Stored data entries:
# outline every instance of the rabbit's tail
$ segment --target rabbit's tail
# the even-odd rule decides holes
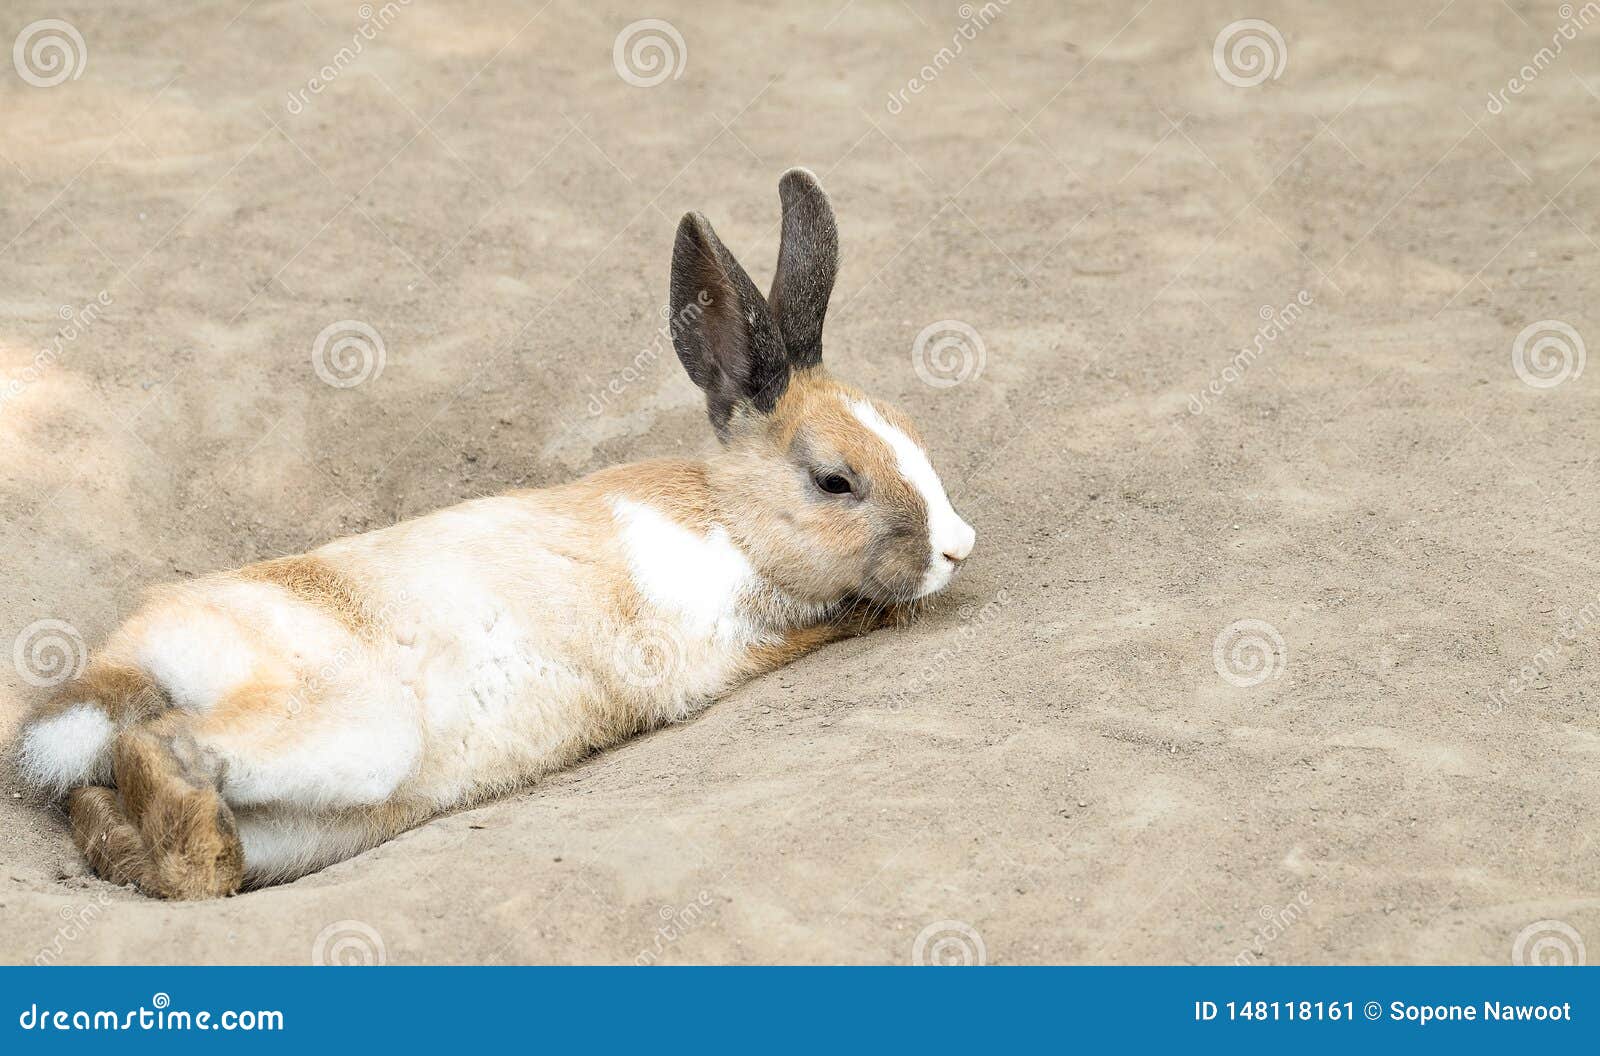
[[[214,898],[243,882],[233,812],[193,750],[191,721],[145,672],[101,664],[23,726],[18,771],[66,796],[73,842],[102,879],[158,898]]]
[[[17,772],[52,798],[80,785],[111,784],[111,746],[126,729],[169,708],[145,672],[92,664],[23,723]]]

▶ TASK DESCRIPTION:
Where a line of the records contains the word "rabbit", copy that line.

▶ SOLUTION FOR THIS TASK:
# outline every instance of the rabbit's tail
$ segment --target rabbit's tail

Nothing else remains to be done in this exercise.